== Extracted information ==
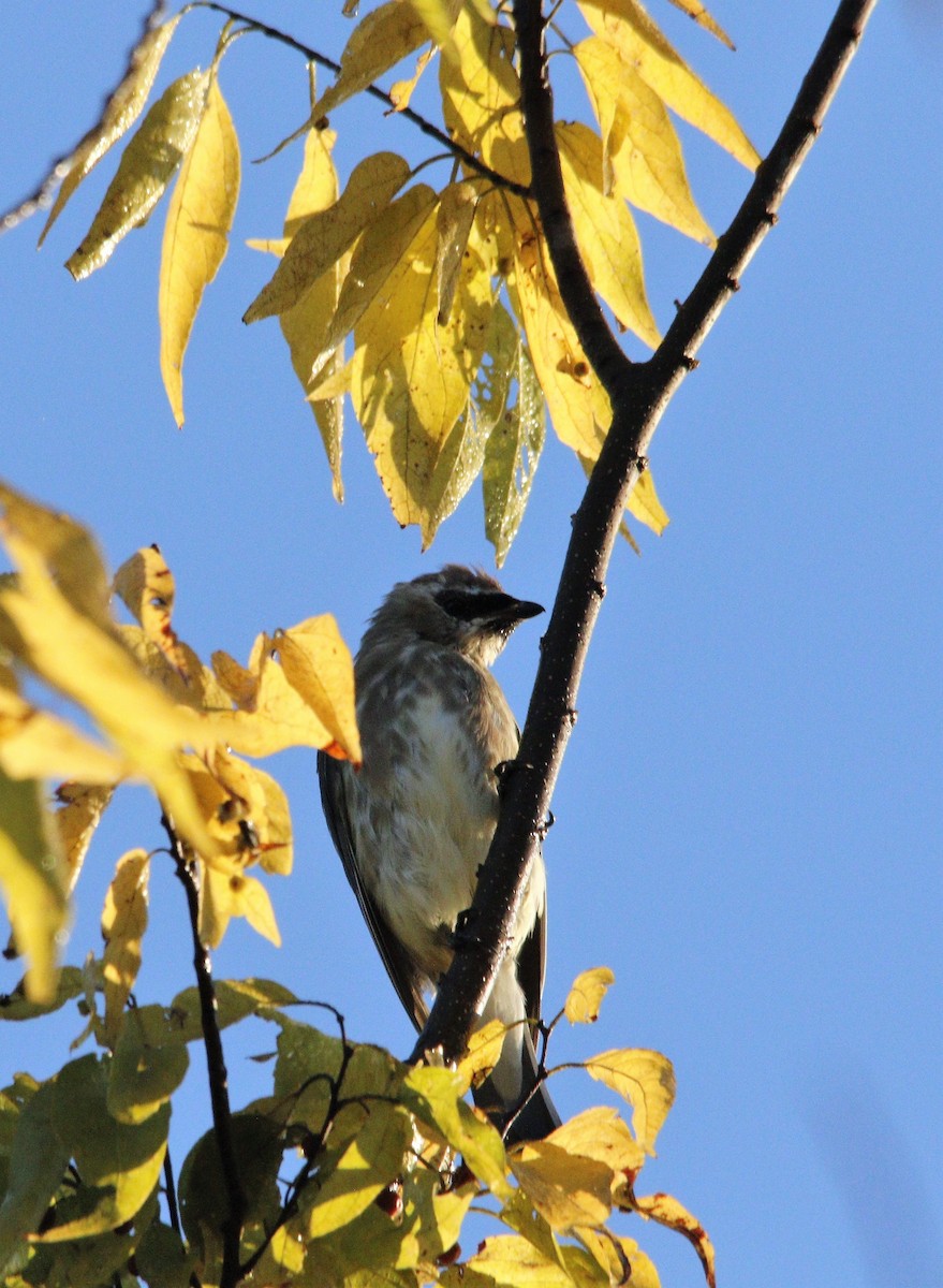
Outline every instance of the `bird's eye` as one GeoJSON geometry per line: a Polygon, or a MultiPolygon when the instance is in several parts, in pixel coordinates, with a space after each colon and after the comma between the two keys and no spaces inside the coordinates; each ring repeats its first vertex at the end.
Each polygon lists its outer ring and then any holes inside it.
===
== Extracted information ==
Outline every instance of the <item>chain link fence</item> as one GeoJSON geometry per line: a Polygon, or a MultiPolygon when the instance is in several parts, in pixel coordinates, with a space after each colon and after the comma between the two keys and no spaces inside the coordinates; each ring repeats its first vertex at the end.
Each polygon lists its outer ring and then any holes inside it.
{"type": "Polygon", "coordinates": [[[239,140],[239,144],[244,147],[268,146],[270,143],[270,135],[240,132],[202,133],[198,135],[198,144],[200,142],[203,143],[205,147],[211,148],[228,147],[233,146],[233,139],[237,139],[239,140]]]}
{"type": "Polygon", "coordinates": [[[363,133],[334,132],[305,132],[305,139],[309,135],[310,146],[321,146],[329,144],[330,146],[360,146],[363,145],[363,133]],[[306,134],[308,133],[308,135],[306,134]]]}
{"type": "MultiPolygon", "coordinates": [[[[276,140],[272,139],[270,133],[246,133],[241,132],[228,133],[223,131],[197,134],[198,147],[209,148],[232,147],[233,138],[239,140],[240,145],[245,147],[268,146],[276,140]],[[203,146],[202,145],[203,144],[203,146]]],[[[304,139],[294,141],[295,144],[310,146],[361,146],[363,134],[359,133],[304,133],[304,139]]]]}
===
== Extracted information ==
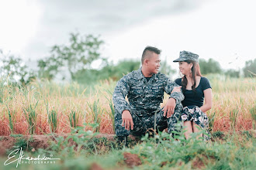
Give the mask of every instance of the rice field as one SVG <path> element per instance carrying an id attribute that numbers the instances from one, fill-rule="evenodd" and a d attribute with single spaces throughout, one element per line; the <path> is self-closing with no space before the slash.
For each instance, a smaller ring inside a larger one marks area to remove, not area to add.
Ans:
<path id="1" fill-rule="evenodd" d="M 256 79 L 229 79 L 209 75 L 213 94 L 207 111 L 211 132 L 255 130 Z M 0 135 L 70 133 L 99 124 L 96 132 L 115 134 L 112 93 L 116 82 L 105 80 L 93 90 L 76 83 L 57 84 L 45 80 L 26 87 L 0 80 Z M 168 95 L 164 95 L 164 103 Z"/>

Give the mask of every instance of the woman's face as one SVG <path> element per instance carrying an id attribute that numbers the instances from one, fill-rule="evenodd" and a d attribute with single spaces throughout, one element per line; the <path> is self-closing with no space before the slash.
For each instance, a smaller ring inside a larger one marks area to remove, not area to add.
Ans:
===
The request
Pull out every line in the rows above that contains the word "Outline", and copy each one in full.

Correct response
Outline every instance of the `bird's eye` as one GeoJSON geometry per line: a Polygon, or a MultiPolygon when the instance is in several parts, in pixel coordinates, with a space after each colon and after the comma between the two keys and no spaces inside the coordinates; each ring repeats its first vertex at the end.
Outline every instance of the <item>chain link fence</item> as one GeoJSON geometry per line: a Polygon, or a MultiPolygon when the instance is in several parts, in pixel coordinates, with a space after each colon and after the comma between the two keys and no spaces inside the coordinates; each ring repeats its first vertex at the end.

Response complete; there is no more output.